▶ **What the exercise asks**
Rewrite the part of the items that opens with the line containing "of the steel" and runs through the end of the items, putting "place one point" in place of "set one marker" and changing nothing else.

════════════════════

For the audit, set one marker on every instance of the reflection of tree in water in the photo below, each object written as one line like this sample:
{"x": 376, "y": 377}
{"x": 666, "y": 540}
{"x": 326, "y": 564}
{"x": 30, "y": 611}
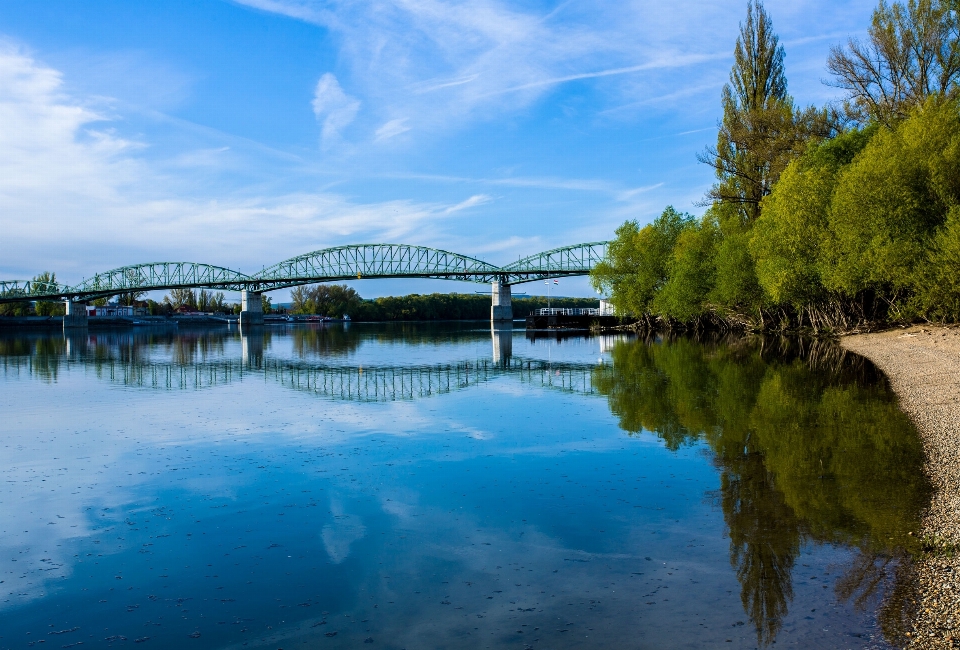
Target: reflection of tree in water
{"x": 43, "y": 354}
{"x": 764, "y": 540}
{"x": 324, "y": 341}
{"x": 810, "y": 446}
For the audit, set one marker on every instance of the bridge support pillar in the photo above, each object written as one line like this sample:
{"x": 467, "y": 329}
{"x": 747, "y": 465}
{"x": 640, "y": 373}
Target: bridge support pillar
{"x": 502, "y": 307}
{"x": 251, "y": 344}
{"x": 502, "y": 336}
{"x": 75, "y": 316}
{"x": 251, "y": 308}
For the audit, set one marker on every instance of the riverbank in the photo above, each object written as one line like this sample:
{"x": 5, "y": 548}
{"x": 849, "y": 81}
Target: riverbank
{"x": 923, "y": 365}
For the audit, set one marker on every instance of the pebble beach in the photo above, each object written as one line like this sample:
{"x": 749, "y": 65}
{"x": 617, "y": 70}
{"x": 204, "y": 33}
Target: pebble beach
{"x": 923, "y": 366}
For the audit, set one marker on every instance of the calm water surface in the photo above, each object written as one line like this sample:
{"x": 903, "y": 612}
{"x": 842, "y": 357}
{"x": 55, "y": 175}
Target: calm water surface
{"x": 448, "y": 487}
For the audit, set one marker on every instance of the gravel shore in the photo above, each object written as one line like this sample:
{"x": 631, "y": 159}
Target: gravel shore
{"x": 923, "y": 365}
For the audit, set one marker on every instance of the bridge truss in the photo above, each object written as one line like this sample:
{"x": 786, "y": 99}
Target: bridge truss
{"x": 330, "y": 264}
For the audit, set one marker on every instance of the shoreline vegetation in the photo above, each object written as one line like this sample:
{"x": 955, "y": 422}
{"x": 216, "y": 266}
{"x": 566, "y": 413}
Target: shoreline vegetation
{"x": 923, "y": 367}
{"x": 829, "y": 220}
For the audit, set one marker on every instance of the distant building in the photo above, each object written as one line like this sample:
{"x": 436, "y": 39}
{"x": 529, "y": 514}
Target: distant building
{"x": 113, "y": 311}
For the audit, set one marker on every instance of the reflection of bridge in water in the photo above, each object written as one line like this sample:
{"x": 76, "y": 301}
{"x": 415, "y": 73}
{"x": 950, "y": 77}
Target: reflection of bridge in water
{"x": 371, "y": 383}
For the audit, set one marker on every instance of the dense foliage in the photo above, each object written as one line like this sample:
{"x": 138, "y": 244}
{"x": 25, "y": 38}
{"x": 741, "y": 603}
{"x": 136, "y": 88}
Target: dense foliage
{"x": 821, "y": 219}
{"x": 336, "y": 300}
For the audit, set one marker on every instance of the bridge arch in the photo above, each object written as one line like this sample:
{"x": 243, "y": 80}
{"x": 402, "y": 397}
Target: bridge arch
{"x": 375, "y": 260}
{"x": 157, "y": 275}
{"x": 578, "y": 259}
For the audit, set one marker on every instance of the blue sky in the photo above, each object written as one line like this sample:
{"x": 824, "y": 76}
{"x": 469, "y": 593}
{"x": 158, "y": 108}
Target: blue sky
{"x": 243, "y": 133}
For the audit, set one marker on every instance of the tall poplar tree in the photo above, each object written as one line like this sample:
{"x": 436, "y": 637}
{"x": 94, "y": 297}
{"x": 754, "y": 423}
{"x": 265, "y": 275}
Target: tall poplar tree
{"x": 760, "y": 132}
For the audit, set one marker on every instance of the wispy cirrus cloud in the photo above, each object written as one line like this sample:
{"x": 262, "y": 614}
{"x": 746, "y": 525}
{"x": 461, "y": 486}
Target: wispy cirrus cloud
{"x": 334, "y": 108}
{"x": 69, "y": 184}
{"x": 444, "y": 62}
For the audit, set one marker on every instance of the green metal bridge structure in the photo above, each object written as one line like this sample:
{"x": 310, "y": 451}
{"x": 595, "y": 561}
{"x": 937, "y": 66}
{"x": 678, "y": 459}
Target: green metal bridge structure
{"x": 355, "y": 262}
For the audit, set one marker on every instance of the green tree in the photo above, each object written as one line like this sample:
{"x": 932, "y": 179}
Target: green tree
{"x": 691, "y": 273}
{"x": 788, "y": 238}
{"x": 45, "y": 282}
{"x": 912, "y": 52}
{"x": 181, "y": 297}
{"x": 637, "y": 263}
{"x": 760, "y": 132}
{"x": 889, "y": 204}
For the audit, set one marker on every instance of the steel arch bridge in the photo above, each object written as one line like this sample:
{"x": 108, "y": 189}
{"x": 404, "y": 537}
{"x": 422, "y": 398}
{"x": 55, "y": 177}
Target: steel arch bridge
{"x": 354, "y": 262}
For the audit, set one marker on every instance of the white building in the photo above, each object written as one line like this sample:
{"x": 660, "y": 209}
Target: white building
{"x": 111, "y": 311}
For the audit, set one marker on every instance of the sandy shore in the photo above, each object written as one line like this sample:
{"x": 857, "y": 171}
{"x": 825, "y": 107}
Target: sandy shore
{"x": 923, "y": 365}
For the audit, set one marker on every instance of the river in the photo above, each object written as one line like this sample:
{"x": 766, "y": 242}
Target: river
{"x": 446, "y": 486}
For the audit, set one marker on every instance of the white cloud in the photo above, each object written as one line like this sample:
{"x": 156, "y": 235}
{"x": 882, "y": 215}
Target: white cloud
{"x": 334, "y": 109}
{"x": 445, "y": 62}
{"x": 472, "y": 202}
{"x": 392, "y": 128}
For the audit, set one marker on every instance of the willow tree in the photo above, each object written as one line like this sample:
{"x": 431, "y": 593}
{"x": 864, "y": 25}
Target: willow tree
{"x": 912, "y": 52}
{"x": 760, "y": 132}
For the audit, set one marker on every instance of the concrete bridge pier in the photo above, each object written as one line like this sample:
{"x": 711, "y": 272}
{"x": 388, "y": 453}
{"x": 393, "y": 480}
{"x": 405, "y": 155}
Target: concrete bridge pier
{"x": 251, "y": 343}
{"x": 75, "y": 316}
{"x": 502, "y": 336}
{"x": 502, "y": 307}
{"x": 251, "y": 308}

════════════════════

▶ **Exercise response**
For the audit, place one point on every instance of the steel arch bridge in the photo above, each object written as one line like this sample:
{"x": 108, "y": 189}
{"x": 404, "y": 537}
{"x": 422, "y": 398}
{"x": 55, "y": 177}
Target: steel arch bridge
{"x": 354, "y": 262}
For the audit, place one point on every instance of the white building in the photo above, each object written as one line like this sample:
{"x": 660, "y": 209}
Target: white building
{"x": 111, "y": 311}
For the audit, place one point on every instance of the sandy shore in the photo above, each object written as one line like this sample:
{"x": 857, "y": 171}
{"x": 825, "y": 107}
Target: sandy shore
{"x": 923, "y": 365}
For the audit, place one point on every instance of the river in the photo above, each object written as one line like this sample:
{"x": 766, "y": 242}
Target: river
{"x": 446, "y": 486}
For the audit, place one point on every instance of the white cloud in the photo above, each object written as one line like this sample:
{"x": 156, "y": 235}
{"x": 882, "y": 215}
Target: white cloud
{"x": 334, "y": 109}
{"x": 445, "y": 62}
{"x": 472, "y": 202}
{"x": 392, "y": 128}
For the audit, place one point on every instance of the willow tree in the photo above, each object written as one line like this sample:
{"x": 431, "y": 593}
{"x": 864, "y": 25}
Target: willow tree
{"x": 912, "y": 52}
{"x": 760, "y": 132}
For the audit, place one point on every instance of the concrete bridge pier in the photo above, each object written as one line like this sample:
{"x": 711, "y": 272}
{"x": 388, "y": 453}
{"x": 393, "y": 480}
{"x": 405, "y": 155}
Target: concrete bridge pier
{"x": 251, "y": 343}
{"x": 75, "y": 316}
{"x": 502, "y": 336}
{"x": 502, "y": 307}
{"x": 251, "y": 308}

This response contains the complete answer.